What is being asked :: Rewrite all the records below as a numbered list, one line per entry, leaving out any blank lines.

[Object location annotation data]

◆ ◆ ◆ ◆ ◆ ◆ ◆

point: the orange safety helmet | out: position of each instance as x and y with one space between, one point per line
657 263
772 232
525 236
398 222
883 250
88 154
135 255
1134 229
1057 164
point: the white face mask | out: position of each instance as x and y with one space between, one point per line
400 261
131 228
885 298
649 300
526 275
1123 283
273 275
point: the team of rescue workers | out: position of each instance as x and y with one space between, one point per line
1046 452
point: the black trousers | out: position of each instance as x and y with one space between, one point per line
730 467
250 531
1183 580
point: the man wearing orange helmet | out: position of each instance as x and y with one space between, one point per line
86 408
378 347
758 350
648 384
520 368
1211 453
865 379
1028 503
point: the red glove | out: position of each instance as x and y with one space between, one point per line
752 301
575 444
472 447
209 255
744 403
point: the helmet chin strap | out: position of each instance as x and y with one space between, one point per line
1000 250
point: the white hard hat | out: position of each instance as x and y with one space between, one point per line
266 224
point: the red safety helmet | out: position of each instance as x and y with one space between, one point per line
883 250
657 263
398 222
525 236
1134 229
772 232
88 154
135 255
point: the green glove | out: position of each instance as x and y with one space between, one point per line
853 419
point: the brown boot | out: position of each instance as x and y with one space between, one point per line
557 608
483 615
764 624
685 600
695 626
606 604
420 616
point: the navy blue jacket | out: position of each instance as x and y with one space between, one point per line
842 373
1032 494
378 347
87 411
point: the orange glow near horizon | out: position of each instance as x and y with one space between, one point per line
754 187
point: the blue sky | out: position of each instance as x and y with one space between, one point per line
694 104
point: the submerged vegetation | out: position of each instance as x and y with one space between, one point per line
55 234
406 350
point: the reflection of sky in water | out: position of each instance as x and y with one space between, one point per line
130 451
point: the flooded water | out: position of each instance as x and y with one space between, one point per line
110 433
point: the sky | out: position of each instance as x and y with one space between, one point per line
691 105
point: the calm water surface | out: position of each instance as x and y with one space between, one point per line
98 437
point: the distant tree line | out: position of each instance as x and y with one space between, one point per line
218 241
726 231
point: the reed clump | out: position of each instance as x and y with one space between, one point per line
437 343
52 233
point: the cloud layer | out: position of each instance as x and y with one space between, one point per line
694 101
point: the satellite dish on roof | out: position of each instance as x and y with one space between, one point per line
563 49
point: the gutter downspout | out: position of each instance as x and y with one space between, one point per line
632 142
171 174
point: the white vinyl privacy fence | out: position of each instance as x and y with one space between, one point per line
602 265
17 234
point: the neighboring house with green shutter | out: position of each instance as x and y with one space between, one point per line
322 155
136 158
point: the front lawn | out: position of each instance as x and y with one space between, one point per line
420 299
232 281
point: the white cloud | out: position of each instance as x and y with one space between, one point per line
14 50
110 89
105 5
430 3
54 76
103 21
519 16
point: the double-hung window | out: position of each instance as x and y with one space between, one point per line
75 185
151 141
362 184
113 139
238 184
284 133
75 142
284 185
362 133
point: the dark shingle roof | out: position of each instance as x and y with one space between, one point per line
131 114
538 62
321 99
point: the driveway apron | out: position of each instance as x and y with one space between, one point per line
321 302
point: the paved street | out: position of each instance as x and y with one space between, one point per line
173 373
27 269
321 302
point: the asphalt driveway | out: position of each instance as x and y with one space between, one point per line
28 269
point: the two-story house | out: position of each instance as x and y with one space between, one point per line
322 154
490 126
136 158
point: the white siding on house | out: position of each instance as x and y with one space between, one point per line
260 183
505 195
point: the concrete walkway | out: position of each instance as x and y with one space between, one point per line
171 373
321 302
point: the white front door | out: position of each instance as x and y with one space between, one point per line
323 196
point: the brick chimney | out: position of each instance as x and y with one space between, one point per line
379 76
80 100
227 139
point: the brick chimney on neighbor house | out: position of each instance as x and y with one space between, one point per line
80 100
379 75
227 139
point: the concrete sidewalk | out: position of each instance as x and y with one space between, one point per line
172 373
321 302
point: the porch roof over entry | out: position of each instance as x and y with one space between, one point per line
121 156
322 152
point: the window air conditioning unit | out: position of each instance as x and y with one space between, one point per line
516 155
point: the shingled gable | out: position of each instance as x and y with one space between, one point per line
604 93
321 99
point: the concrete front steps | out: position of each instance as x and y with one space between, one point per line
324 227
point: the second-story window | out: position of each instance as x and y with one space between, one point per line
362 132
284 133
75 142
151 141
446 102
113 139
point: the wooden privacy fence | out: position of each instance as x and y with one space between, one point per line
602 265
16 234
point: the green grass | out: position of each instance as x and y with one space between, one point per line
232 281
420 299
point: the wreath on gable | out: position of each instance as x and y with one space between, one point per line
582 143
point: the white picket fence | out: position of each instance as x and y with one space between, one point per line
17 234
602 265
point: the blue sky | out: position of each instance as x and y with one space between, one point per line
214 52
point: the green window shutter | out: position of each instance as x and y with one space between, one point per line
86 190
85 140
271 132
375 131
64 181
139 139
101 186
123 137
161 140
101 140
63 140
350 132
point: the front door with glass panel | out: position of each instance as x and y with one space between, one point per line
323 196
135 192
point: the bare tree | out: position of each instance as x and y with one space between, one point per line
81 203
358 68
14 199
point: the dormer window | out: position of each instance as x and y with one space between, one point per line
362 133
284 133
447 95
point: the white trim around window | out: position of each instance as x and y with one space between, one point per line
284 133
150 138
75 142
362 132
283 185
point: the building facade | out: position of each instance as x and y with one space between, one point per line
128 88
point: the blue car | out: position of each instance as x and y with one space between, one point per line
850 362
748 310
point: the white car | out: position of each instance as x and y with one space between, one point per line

◆ ◆ ◆ ◆ ◆ ◆ ◆

Solution ::
1. point: the orange safety helmet | out: position of each instance as x and y with one space between, one point per line
2. 657 263
3. 772 232
4. 525 236
5. 398 222
6. 883 250
7. 88 154
8. 135 255
9. 1134 229
10. 1057 164
11. point: the white face mask | out: position of each instance as x and y with one space between, one point per line
12. 400 261
13. 131 228
14. 885 298
15. 649 300
16. 526 275
17. 1123 283
18. 273 275
19. point: the team of rescue workers | out: position of each instance as x and y with one space between, one point per line
20. 1046 452
21. point: the black trousers | out: position of each instance as x and y with one space between, one point per line
22. 730 467
23. 250 531
24. 1183 580
25. point: the man wearing orange helmet | out: position of each instance as x and y with one space between, one point per line
26. 86 408
27. 378 347
28. 758 350
29. 648 384
30. 520 368
31. 1211 453
32. 865 379
33. 1028 503
34. point: the red glove | out: position of each instance as x and y with one space between, one point per line
35. 752 301
36. 575 444
37. 472 447
38. 209 255
39. 744 403
40. point: the helmet chin strap | out: position of each instance as x and y with one space between, one point per line
41. 1000 250
42. point: the white hard hat | out: position of each instance as x and y with one space between, one point per line
43. 266 224
44. point: the red safety helmet | out: position of each instance as x and y with one space between, one point per line
45. 883 250
46. 657 263
47. 398 222
48. 525 236
49. 1134 229
50. 772 232
51. 88 154
52. 135 255
53. point: the green glove | out: position of each instance as x and y with one space between, one point per line
54. 853 419
55. point: the brown boot | out: position of each instance as x and y with one space between, one point per line
56. 557 608
57. 483 615
58. 764 624
59. 685 600
60. 695 626
61. 606 604
62. 420 616
63. point: the navy blue jacket | out: position of each instance as x and y with one space between, one point per line
64. 842 373
65. 1032 494
66. 378 347
67. 87 411
68. point: the orange glow near horizon | out: position of each instance as x and y with one space between, one point per line
69. 754 187
70. point: the blue sky | out: position of each instance as x and y with one space between, one point per line
71. 694 104
72. point: the submerged vegetation | out: position of each instance as x and y with one space between, one point per line
73. 55 234
74. 406 350
75. point: the reflection of sky in water | out: position of each instance as x and y with one space between, one point per line
76. 130 451
77. point: the flooded water | out: position of each instance as x and y with one space between, one point per line
78. 110 433
79. point: the sky | out: position of each instance as x and y with one space between, one point per line
80. 691 105
81. point: the calm water surface | out: position of each instance as x and y with one space between, one point per line
82. 98 437
83. point: the distant tree line | out: position of each instance as x and y with one space between, one point per line
84. 218 241
85. 726 231
86. point: the reed clump | out: position of each instance as x and y with one space between, one point per line
87. 437 343
88. 52 233
89. point: the cloud layer | out: position of each instance as x and y with one space between, one point per line
90. 694 101
91. point: the satellite dish on roof | out: position of each instance as x and y with one space between, one point per line
92. 563 49
93. point: the gutter downspout | out: position of each instance as x and y with one space between, one point per line
94. 632 142
95. 171 174
96. point: the white vinyl privacy fence | out: position of each instance as x and y with one space between, one point per line
97. 602 265
98. 17 234
99. point: the neighboring house with green shutter | out: position of each instance as x and y with one space between, one point per line
100. 322 155
101. 136 158
102. point: the front lawn | out: position of each instance as x and y with one space between, one point per line
103. 420 299
104. 232 281
105. point: the white cloud | out: position of each instance as x and y with one space between, one point per line
106. 14 50
107. 110 89
108. 105 5
109. 430 3
110. 54 76
111. 103 21
112. 519 16
113. point: the double-hung window | out: position of each instance as x and y with one space between, one point per line
114. 75 185
115. 151 141
116. 362 184
117. 113 139
118. 238 184
119. 284 133
120. 75 142
121. 284 185
122. 362 133
123. point: the dark shingle roof | out: position of each instance as x and y with one space between, one point per line
124. 131 114
125. 538 62
126. 321 99
127. point: the driveway apron | out: position of each instance as x and y with one space between, one point per line
128. 321 302
129. point: the paved street | out: position of each instance as x and y with one space between, one point per line
130. 173 373
131. 27 269
132. 321 302
133. point: the asphalt driveway | out: position of each instance as x and y with one space between, one point per line
134. 28 269
135. point: the two-story house | out: position of each instance as x and y with one space between, one point per line
136. 322 154
137. 490 126
138. 136 158
139. point: the white siding on house | out: position of each instance as x and y with one space between, one point per line
140. 260 183
141. 505 195
142. point: the concrete walkway | out: position of each instance as x and y with one space between, one point per line
143. 171 373
144. 321 302
145. point: the white front door | out: position of each instance as x and y with one space between, one point per line
146. 323 196
147. point: the brick chimney | out: position of each instance as x and y with one space between, one point per line
148. 379 76
149. 80 100
150. 227 139
151. point: the brick chimney on neighbor house | out: position of each instance as x and y with one space between, one point per line
152. 80 100
153. 379 75
154. 227 139
155. point: the concrete sidewalk | out: position of each instance as x and y with one space between, one point per line
156. 172 373
157. 321 302
158. point: the porch roof over entry | out: position of each instance as x and y with one space between, one point per line
159. 121 156
160. 322 152
161. point: the window air conditioning unit | out: position of each instance as x and y with one space between, one point per line
162. 516 155
163. point: the shingled gable | out: position of each instance as x and y with one space between, one point per line
164. 604 93
165. 321 99
166. point: the concrete front steps | out: position of each instance as x and y with one space between, one point per line
167. 324 227
168. point: the second-story window | out: position of each instance as x and y with one space between, one point per line
169. 362 132
170. 284 133
171. 75 142
172. 151 141
173. 446 102
174. 113 139
175. point: the wooden privacy fence | out: position of each instance as x and y with one space between, one point per line
176. 602 265
177. 16 234
178. point: the green grass | out: position of each instance as x and y with one space between, one point per line
179. 232 281
180. 420 299
181. point: the wreath on gable | out: position of each instance as x and y with one space between, one point per line
182. 582 143
183. point: the white picket fence | out: position of each instance as x and y with one space between, one point per line
184. 17 234
185. 602 265
186. point: the blue sky | out: position of each instance as x and y with one space between, one point per line
187. 214 52
188. point: the green window shutter | out: position of each instance as x and y with one space between, one point per line
189. 86 190
190. 85 140
191. 271 132
192. 375 131
193. 64 181
194. 139 139
195. 101 186
196. 123 137
197. 161 140
198. 101 140
199. 63 140
200. 350 132
201. point: the front door with glass panel | out: position of each instance as x and y with one space between, one point per line
202. 323 196
203. 135 192
204. point: the bare tree | out: position of each instance as x and y with one space between, one point per line
205. 81 203
206. 358 68
207. 14 199
208. point: the dormer window | out: position of each instance as x and y with one space between, one point per line
209. 362 133
210. 284 133
211. 447 95
212. point: the white trim around window | out: position of each instance as x and y with one space between, one point per line
213. 284 133
214. 150 138
215. 75 142
216. 362 132
217. 283 185
218. point: the building facade | out: position of each instance as x and y with one space between, one point per line
219. 128 88
220. point: the blue car | out: position of each instance as x and y with one space between, one point per line
221. 850 362
222. 748 310
223. point: the white car | out: position of each instance as x and y with one space between, one point per line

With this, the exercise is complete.